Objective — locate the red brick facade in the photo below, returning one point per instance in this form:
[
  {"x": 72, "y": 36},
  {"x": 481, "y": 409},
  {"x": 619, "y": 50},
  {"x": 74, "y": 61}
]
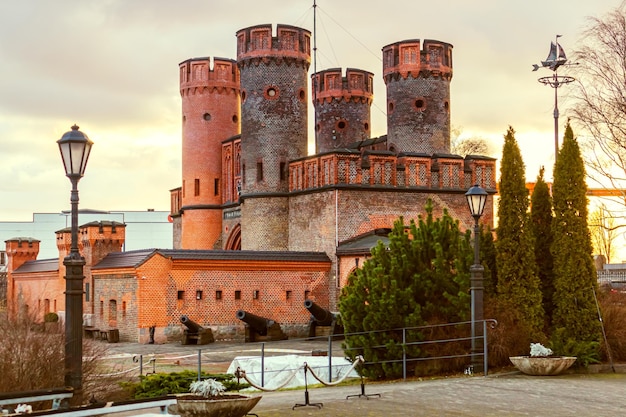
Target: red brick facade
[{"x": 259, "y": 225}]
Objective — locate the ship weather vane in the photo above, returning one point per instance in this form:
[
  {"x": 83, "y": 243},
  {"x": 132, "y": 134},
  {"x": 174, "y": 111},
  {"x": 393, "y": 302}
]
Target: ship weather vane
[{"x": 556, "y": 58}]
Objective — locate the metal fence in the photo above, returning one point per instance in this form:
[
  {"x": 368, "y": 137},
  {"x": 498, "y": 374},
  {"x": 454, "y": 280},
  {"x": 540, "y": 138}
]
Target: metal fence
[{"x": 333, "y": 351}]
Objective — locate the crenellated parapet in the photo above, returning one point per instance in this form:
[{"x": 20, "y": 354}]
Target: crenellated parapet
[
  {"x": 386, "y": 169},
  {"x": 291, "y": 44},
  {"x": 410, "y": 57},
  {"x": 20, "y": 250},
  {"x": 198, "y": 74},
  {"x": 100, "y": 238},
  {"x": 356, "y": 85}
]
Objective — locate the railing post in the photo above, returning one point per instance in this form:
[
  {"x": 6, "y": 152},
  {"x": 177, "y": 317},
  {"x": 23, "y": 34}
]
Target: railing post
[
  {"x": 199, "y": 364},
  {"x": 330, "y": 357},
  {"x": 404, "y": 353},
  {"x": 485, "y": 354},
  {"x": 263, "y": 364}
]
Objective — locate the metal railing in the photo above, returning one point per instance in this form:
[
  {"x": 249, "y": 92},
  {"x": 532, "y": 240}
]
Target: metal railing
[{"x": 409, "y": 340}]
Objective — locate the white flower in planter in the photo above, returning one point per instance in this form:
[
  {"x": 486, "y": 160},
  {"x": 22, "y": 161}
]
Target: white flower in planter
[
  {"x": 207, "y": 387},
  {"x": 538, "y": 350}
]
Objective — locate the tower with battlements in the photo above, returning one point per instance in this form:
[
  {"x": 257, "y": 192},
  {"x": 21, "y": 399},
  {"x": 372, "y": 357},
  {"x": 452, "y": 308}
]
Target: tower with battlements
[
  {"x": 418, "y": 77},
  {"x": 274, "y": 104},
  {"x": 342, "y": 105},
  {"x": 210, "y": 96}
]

────

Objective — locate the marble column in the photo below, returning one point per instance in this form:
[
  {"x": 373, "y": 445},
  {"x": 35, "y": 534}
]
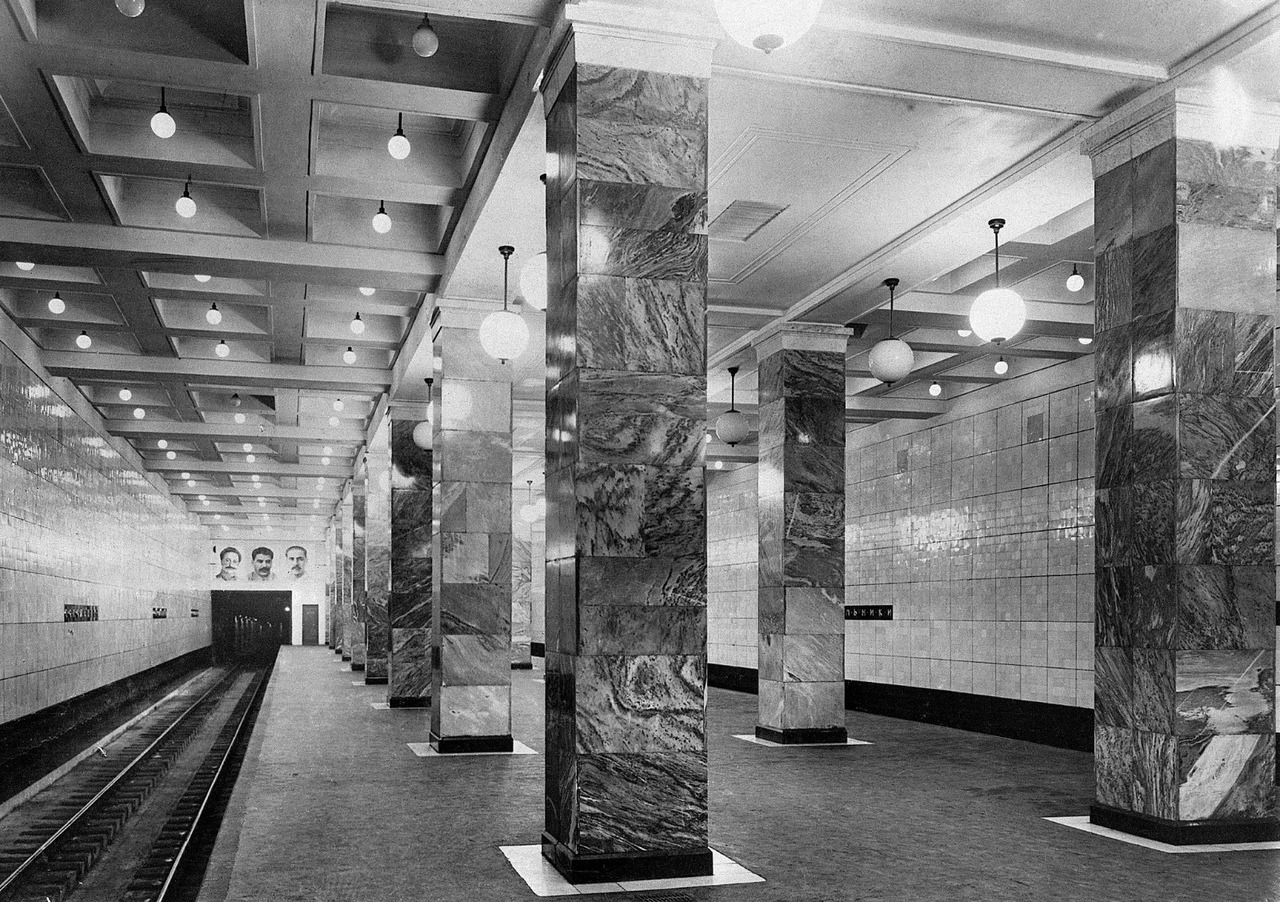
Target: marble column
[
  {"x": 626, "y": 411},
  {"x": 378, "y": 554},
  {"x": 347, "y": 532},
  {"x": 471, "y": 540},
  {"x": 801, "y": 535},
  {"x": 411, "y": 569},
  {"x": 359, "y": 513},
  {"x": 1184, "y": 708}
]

────

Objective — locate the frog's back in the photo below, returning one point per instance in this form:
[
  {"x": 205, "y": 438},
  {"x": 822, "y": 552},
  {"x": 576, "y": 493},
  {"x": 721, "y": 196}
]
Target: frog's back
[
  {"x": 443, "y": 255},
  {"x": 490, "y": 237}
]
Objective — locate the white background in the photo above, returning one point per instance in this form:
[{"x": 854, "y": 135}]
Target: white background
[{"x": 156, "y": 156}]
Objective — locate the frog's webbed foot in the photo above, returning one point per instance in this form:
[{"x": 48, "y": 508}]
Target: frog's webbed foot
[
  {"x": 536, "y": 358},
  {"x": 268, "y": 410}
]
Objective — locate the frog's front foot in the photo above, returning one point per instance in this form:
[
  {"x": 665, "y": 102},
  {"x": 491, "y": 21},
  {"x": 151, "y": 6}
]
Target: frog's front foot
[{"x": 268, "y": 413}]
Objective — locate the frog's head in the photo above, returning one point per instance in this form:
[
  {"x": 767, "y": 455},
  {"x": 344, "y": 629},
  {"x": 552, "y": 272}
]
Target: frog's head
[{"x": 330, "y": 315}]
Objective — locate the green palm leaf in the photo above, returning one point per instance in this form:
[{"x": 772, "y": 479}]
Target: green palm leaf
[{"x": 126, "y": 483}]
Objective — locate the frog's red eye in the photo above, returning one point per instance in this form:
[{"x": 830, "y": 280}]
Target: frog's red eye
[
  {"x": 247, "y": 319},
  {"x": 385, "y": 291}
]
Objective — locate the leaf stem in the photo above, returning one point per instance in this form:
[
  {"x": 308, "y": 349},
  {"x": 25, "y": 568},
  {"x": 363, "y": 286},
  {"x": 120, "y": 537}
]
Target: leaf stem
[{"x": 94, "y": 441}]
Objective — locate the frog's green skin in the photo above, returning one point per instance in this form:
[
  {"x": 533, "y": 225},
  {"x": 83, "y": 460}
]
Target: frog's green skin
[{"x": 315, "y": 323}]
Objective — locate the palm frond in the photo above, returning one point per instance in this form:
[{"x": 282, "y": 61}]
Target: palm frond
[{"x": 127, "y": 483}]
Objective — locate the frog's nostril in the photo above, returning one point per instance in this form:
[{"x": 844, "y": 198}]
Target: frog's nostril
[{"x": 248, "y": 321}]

────

> _WHAT IS EXPECTED_
Where a line of the records has the string "below", return that line.

> _COMPLETED TASK_
Objective — locate the red brick facade in the photo below, returning one point per instance in this form:
Objective — locate the marble column in the photo below, returning one point per instance in this form:
Objective — locate the frog's back in the photo below, returning one point per instance in this form:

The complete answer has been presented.